About this task →
Return the following announcement about the girls' art exhibit word for word, with nothing changed.

Text passage →
..........
2/10/05—Boston College Law School’s Juvenile Rights Advocacy Project is pleased to announce that its art and entrepreneurship program for girls in the juvenile justice system, H.U.M.A.N. (Hear us Make Artistic Noise), will open the exhibit “On the Stand” on Friday, February 18th from 5:30-7:30 p.m. The exhibit, a dramatic and powerful collection of work from a rarely heard perspective, reflects girls’ voices through collage, painting, photography and graphic design while educating the larger community about the issues they face. It will be on display at the Cloud Foundation, located on Boylston Street across from the Boston Public Library.

“The project has really been life changing for these girls,” said JRAP Director Francine Sherman. “It allows them to express themselves in ways they may not have experienced before, while also giving them the opportunity to do something positive with the art they produce.”
..........
Source information →
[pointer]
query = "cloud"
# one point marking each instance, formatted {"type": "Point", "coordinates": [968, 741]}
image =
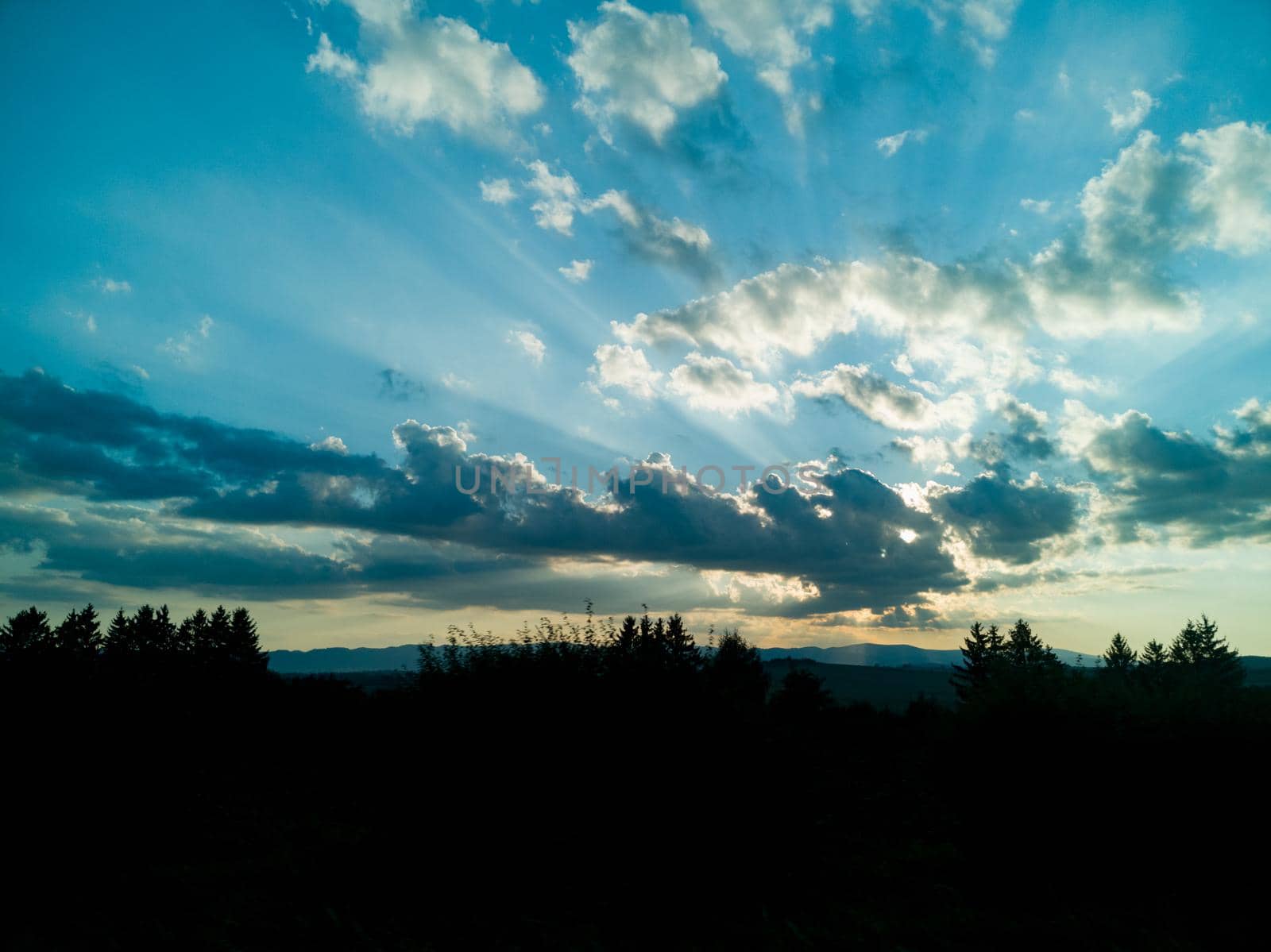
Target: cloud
..........
Written solution →
2/10/05—Boston College Law School’s Juvenile Rights Advocacy Project is pleased to announce that its art and entrepreneurship program for girls in the juvenile justice system, H.U.M.A.N. (Hear us Make Artistic Noise), will open the exhibit “On the Stand” on Friday, February 18th from 5:30-7:30 p.m. The exhibit, a dramatic and powerful collection of work from a rarely heard perspective, reflects girls’ voices through collage, painting, photography and graphic design while educating the larger community about the issues they face. It will be on display at the Cloud Foundation, located on Boylston Street across from the Boston Public Library.

“The project has really been life changing for these girls,” said JRAP Director Francine Sherman. “It allows them to express themselves in ways they may not have experienced before, while also giving them the opportunity to do something positive with the art they produce.”